**Tareas:**
**a.** Indique si cada una de las siguientes afirmaciones concuerda con el texto sobre las cátedras universitarias. Responda sí o no y cite literalmente las palabras del texto que lo deciden. (i) Marañón llegó a catedrático sin haber pasado pruebas específicas. (ii) En el sistema actual, la comisión que acredita al candidato está integrada por especialistas. (iii) Todavía existen oposiciones públicas al cuerpo de catedráticos de Universidad.
**b.** Prolongue el texto sobre las cátedras universitarias a partir de su última oración.

**Texto facilitado:**
⟨
Los ha habido por oposición, por concurso de traslado, por méritos sobresalientes -Marañón lo fue sin haber pasado pruebas específicas-, pero el supremo invento, rigurosamente contemporáneo, es el catedrático por silencio.

Sepa el lector no avezado en el laberinto universitario que ya no existen las oposiciones públicas al cuerpo de catedráticos de Universidad. Aquéllas en las que un candidato se presentaba ante un tribunal de especialistas y, en unos cuantos ejercicios o pruebas, trataba de demostrar sus habilidades y de ocultar sus carencias. Luego obtenía la plaza o se marchaba contrito, en función de su calidad pero también, nadie puede negarlo, de los cambalaches de las escuelas y de los grupos en que se descompone la tribu universitaria (en rigor, las tribus universitarias del mundo entero, ramos muy poco originales). Todo aquello tenía muchos inconvenientes, pero su ventaja consistía en que se hacía cara al respetable, coram populo que decíamos en el Lacio: enjuagues, sí, pero, al menos en el gremio correspondiente, todos se enteraban de que se había consumado un atropello a la razón o a la dignidad científica.

Ahora, la posmodernidad en la que vivimos, pletórica de excelencias, aptitudes, sensaciones y emociones pedagógicas finas, ha ideado un sistema en virtud del cual el candidato se limita a enviar su currículum a una comisión que, integrada por no especialistas, acredita al interesado como catedrático que luego es nombrado por una Universidad, aquella en la que está. Pues sépase que la movilidad -tan cacareada- ha desaparecido entre los profesores, quienes hoy tienen la misma posibilidad de salir de la Universidad que le ha acogido desde estudiante que la que tendría el doncel de Sigüenza si quisiera tomar unos vinos por los alrededores de la catedral, por estirar un poco las piernas mayormente.
⟩
**Datos proporcionados:**
⟨
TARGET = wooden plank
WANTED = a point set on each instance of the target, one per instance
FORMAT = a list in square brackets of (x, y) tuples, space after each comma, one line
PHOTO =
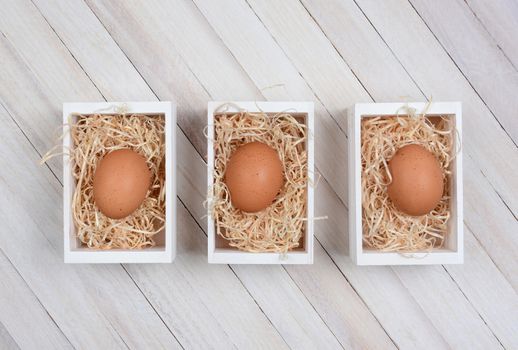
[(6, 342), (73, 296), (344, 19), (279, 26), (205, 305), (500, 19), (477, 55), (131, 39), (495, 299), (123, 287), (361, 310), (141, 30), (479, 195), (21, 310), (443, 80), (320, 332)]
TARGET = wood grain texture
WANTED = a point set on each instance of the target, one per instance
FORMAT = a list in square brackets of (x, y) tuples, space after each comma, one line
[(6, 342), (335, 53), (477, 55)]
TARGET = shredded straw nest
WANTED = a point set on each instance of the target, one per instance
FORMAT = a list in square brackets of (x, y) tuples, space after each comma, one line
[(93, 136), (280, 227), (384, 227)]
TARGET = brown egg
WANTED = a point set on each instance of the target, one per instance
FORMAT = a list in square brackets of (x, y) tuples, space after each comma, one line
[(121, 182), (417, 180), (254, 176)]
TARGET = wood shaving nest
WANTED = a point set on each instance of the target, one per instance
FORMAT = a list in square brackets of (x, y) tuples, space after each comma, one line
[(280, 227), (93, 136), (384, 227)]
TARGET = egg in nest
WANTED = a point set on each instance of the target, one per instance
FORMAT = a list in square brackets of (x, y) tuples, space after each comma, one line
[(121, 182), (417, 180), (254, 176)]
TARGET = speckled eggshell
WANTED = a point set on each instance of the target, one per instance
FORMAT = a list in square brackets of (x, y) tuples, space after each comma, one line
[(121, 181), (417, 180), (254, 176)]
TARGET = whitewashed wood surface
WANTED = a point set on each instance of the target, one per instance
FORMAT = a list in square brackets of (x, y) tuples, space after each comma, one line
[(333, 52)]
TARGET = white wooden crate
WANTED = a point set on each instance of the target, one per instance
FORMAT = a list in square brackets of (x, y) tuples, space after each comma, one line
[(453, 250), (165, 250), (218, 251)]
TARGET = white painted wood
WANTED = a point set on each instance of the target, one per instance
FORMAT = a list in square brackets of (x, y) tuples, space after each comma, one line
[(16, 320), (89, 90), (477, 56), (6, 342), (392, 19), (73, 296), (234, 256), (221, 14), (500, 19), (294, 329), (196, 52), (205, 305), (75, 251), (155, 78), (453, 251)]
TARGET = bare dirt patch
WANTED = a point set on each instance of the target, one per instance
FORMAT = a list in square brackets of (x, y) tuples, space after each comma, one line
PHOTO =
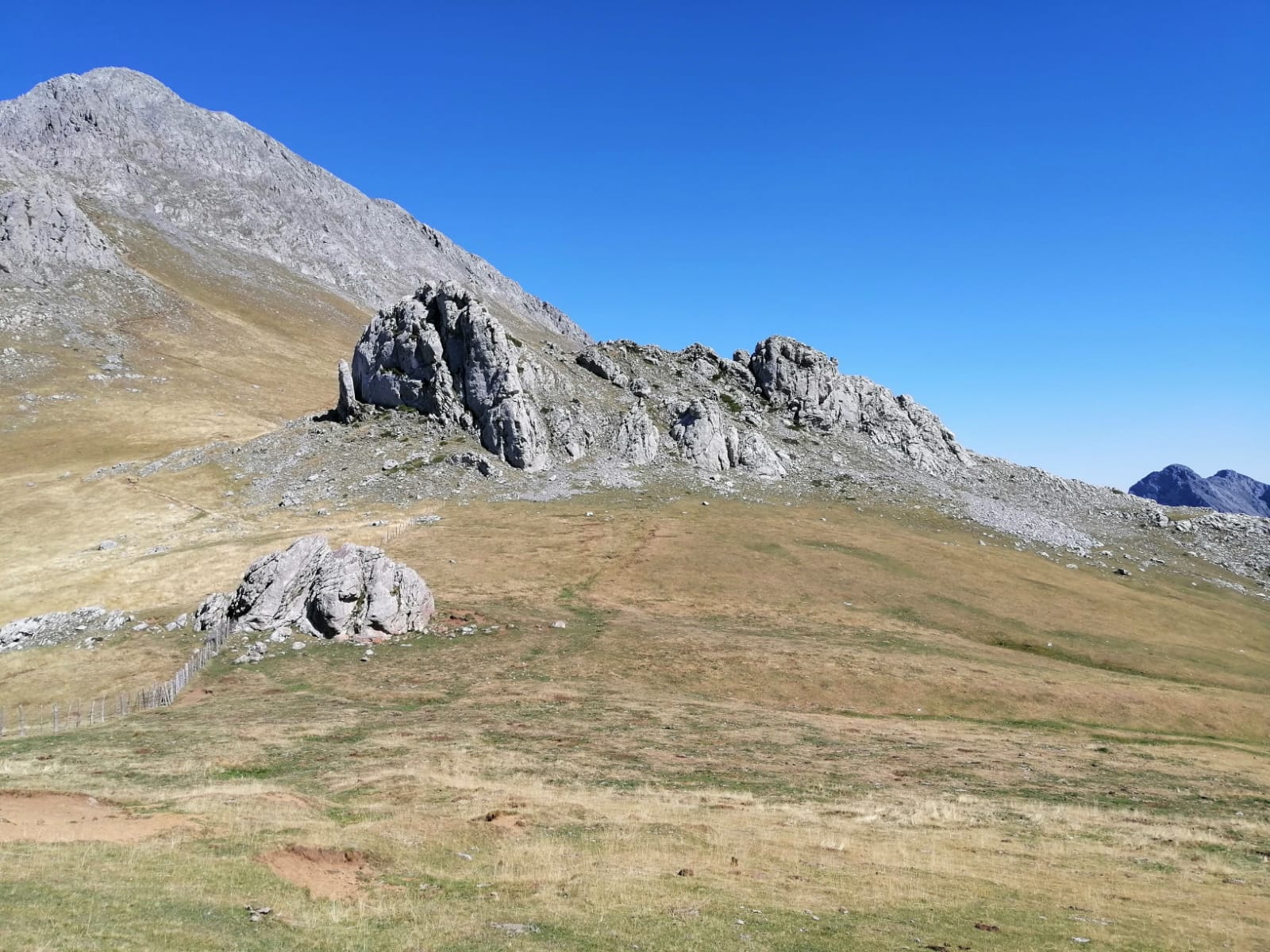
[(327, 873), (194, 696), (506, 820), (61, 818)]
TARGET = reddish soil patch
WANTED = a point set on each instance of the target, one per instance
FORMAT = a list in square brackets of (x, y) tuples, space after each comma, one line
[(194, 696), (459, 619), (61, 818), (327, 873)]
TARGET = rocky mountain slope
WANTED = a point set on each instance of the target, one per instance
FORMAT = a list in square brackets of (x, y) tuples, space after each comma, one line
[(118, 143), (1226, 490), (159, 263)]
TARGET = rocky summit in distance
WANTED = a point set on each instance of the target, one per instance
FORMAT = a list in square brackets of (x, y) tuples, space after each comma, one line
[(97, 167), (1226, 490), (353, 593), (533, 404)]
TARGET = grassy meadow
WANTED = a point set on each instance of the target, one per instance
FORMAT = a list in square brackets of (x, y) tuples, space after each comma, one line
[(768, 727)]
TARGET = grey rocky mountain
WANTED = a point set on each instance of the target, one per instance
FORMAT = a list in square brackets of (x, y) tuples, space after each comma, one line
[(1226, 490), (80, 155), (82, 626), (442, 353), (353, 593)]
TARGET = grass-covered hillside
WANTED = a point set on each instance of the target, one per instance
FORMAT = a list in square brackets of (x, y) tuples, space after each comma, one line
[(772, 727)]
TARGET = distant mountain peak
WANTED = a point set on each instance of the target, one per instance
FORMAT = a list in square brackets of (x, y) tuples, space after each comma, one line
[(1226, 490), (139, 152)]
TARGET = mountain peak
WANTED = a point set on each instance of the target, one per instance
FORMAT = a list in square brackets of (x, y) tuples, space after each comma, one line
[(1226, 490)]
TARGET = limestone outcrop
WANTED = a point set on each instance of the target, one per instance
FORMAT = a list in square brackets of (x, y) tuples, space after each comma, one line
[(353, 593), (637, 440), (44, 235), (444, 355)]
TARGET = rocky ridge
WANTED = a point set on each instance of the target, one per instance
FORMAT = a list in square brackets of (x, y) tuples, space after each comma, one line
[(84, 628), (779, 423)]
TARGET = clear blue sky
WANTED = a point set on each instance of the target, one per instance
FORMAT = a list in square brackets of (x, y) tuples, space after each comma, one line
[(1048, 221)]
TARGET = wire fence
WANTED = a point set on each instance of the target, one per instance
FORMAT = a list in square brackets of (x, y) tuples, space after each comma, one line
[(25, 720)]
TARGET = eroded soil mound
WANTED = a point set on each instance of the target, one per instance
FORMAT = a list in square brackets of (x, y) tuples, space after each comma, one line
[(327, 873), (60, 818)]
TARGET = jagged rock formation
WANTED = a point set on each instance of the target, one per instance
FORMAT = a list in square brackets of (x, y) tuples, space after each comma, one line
⟩
**Respuestas:**
**a.**
(i) Sí: «Marañón lo fue sin haber pasado pruebas específicas».
(ii) No: «una comisión que, integrada por no especialistas, acredita al interesado como catedrático».
(iii) No: «ya no existen las oposiciones públicas al cuerpo de catedráticos de Universidad».

**b.**
El mecanismo nadie me negará que es original, una revelación del legislador actual, tan ingenioso él. Hasta ahora se había mantenido en los términos de su pintoresquismo hasta que de pronto se ha colado en su aplicación práctica el invento del silencio administrativo. Porque si quien ha presentado su currículum al comité que le juzga -compuesto, insisto, por no especialistas-, advierte que no obtiene contestación en el plazo previsto, su solicitud se entiende estimada por silencio positivo. La siesta de unos comisionados o el extravío de un expediente convierte a un señor/a en catedrático de esto/a o aquello/a.

No me negarán el supremo hallazgo. Acaso por lo exótico del asunto se han desatado las críticas entre los universitarios y más de una carcajada se ha oído en las sagradas bóvedas de claustros y aulas. Los carcas de siempre han clamado: ¡catedráticos por silencio positivo! Lo último que nos quedaba por ver.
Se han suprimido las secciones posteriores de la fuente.